▶ _EXERCISE DETAILS_
Return the lines below verbatim, in their original order, and leave the pictures out of your output.

▶ _EXCERPTED RECORDS_
┄┄┄┄┄┄┄┄┄┄┄┄┄┄┄┄┄┄┄┄

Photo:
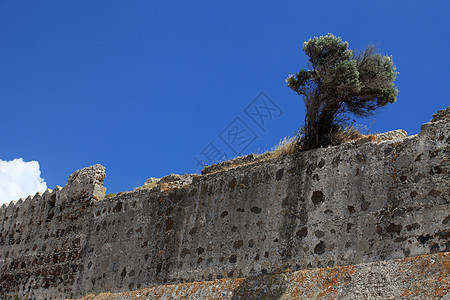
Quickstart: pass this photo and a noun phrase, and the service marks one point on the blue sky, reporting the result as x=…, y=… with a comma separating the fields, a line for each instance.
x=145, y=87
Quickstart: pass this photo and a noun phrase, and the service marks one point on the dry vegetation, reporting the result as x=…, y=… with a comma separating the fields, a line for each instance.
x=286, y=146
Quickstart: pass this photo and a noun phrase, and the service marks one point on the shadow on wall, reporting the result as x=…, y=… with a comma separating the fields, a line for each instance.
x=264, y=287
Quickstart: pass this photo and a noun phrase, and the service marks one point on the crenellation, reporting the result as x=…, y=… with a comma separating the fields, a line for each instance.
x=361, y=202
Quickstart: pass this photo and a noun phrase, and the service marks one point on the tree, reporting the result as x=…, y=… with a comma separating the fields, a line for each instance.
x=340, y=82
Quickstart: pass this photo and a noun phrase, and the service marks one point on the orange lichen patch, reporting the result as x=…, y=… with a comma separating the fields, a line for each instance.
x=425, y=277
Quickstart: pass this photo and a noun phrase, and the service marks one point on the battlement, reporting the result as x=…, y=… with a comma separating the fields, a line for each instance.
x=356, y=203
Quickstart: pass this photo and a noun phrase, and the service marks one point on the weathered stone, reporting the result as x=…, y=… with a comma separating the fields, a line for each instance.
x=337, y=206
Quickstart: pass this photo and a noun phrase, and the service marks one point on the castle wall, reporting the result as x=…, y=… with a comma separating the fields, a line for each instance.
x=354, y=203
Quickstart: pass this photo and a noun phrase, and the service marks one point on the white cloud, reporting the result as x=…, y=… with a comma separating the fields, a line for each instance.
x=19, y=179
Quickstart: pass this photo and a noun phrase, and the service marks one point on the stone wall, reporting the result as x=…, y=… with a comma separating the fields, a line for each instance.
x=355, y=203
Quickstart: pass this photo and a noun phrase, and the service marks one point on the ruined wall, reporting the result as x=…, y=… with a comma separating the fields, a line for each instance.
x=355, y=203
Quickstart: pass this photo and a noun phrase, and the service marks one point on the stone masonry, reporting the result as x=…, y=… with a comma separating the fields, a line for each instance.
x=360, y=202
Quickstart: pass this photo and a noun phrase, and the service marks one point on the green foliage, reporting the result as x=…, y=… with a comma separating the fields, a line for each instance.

┄┄┄┄┄┄┄┄┄┄┄┄┄┄┄┄┄┄┄┄

▶ _EXERCISE SOLUTION_
Photo:
Quickstart: pass this photo and a noun phrase, and the service marks one point on the blue sky, reporting the result as x=…, y=… with a comma separating the fields, a line for each instance.
x=145, y=87
Quickstart: pass this photo and a noun phrase, and the service marks one point on the dry vegetation, reporting the result as x=…, y=… with a comma separating the fields, a line for each instance.
x=286, y=146
Quickstart: pass this photo and a noun phrase, and the service marks one point on the shadow on wall, reporting the result as x=…, y=… with a comma separating the fields, a line for each instance.
x=264, y=287
Quickstart: pass this photo and a noun phrase, and the service marks one point on the crenellation, reporting the result as x=…, y=… with a comma separating the fields, a line for each instance.
x=361, y=202
Quickstart: pass this photo and a noun phrase, and the service marks one point on the tree, reporting the result as x=…, y=… with a comma separating the fields, a line for each instance.
x=340, y=82
Quickstart: pass this photo and a noun phrase, and the service marks one point on the orange lichen patch, reporting the result as x=…, y=… with a comma separating the fields, a line for each instance.
x=425, y=277
Quickstart: pass this photo and a noun phrase, and the service marks one point on the battlement, reporting the result as x=…, y=… with a comma separating the fields, a line for each instance.
x=356, y=203
Quickstart: pass this photo and a noun phrase, and the service marks one point on the weathered stone, reporting the result as x=…, y=… with a comma separating the fields, a line for each instance.
x=337, y=206
Quickstart: pass this photo and a noun phrase, and the service marks one point on the castle wall, reporting the result as x=…, y=… with a comma separating the fields, a line for each instance.
x=354, y=203
Quickstart: pass this photo and a noun phrase, and the service marks one point on the white cloud, reporting the result as x=…, y=… with a comma separating the fields, a line for each instance.
x=19, y=179
Quickstart: pass this photo and a noun phrase, and the service marks one point on the stone wall, reporting the result as x=…, y=… with a comma separating the fields, a line for each instance.
x=355, y=203
Quickstart: pass this photo and a noun phrase, and the service marks one point on the ruined wall, reporting the result as x=…, y=… with a comma separating the fields, a line for each instance.
x=355, y=203
Quickstart: pass this photo and a noun phrase, and the service marks one point on the stone masonry, reporting the result as x=…, y=… with a comma separating the fields, a line for each instance.
x=360, y=202
Quickstart: pass this photo and a noun phrase, and the service marks one point on the green foliage, reporting the result as x=…, y=… with a comma separating the fields, a line for each instance.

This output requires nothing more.